EXCERPT PROVIDED START

2.4      Agree a review of the current Private Sector Enforcement Policy is undertaken and that in the interim where appropriate proactive use of improvement notices is exercised against landlords and letting agents as referred to in 4.3.4. This review will, among other things, reflect the motion passed at Full Council in December 2022, requesting officers to bring a report to Housing Committee:


a)        Reviewing the Council’s private sector housing enforcement policy to reduce tenants’ risk of ‘revenge evictions’ by serving ‘improvement notices’ and ‘emergency remedial action notices’ at the soonest opportunity


b)        Outlining plans to display on the council website steps private renters can take regarding repairs requests and revenge eviction notices


2.5      Note the options and restrictions relating to a ‘Rogue Landlord database’. To approve further investigation of the establishment a ‘Rogue Landlord database’ in Brighton & Hove and report back to Housing Committee in March 2023 and will continue to work towards a zero-tolerance approach to rogue landlords as agreed by this committee.


2.6      Note activity during 2022/23 (to 30 November 2022) in relation to private sector housing enforcement.




60          Housing Revenue Account Budget & Capital Investment Programme 2023/24 and Medium-Term Financial Strategy


60.1    The Assistant Director Housing Management introduced the report to the committee.

EXCERPT PROVIDED END
DATA PROVIDED START

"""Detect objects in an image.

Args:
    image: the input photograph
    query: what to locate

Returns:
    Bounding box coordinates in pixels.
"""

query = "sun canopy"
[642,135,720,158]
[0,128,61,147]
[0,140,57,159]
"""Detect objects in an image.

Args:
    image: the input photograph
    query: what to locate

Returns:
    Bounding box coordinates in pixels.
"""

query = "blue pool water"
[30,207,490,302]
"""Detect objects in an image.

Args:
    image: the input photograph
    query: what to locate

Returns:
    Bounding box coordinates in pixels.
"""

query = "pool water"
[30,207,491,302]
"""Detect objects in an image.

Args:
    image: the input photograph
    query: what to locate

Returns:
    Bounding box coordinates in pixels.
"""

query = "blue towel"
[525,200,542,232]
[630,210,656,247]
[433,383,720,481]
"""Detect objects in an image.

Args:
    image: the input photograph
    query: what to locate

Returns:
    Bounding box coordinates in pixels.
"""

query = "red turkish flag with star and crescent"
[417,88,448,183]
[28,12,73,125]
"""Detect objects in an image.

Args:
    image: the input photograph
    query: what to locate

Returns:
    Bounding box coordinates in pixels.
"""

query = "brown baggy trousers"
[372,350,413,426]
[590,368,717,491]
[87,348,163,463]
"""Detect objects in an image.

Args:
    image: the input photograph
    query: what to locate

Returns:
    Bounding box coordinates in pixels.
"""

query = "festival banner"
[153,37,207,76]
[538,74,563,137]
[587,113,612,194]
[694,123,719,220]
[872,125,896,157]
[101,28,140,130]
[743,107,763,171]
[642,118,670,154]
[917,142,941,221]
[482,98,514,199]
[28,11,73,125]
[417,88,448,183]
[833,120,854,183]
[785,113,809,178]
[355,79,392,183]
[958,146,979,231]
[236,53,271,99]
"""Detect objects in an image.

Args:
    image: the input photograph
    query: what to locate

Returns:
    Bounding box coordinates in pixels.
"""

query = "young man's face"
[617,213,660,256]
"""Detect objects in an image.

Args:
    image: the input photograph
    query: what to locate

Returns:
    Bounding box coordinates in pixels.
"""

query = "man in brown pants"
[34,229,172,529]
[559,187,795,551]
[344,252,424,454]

DATA PROVIDED END

WORK INSTRUCTION A →
In the housing committee minutes, when is the report on a 'Rogue Landlord database' in Brighton & Hove to come back to Housing Committee?
WORK INSTRUCTION B →
Transcribe everything in the housing committee minutes from "b)        Outlining" down to "by this committee.".
WORK INSTRUCTION C →
Write the next part of the housing committee minutes, starting after the final sentence shown.
You won't need the records.

TASK ANSWER A →
March 2023.

TASK ANSWER B →
b)        Outlining plans to display on the council website steps private renters can take regarding repairs requests and revenge eviction notices


2.5      Note the options and restrictions relating to a ‘Rogue Landlord database’. To approve further investigation of the establishment a ‘Rogue Landlord database’ in Brighton & Hove and report back to Housing Committee in March 2023 and will continue to work towards a zero-tolerance approach to rogue landlords as agreed by this committee.

TASK ANSWER C →
60.2    Following questions the committee Members were informed of the following: the amendment sought to spread costs of service charges; residents would be supported, including those above the Universal Credit threshold; travellers on pitches would receive support; it was understood that the HRA fund was not a general fund and budget review meetings were ongoing; there will be a saving on field officers removal and rent collection enforcement was ongoing; the Coldean and Belgrave joint venture would deliver homes at the lowest rents ever achieved, with half to the council and half to Hyde Homes; the apprenticeships were ongoing as were the installation of access points; the council are looking at damp and condensation in council homes following the recent Rochdale case; the service charges would increase as a result of the rise in utilities prices, with the budget increasing to help tenants with the cost-of-living.


60.5    Councillor Gibson introduced the amendment, which was seconded by Councillor Williams. Councillor Meadows did not support the amendment.




60.6    A vote was taken, and by 8 to 1 the committee agreed to accept the amendment. (Councillor Barnett left the meeting and took no part in the vote or decision making process).




60.7    A vote was taken, and by 8 to 1 the committee agreed the recommendations as amended. (Councillor Barnett left the meeting and took no part in the vote or decision making process).


60.8    RESOLVED: That the Housing Committee:


2.1      Approves a rent increase of up to 7% in line with government legislation as detailed in paragraph 4.6 of the report as amended.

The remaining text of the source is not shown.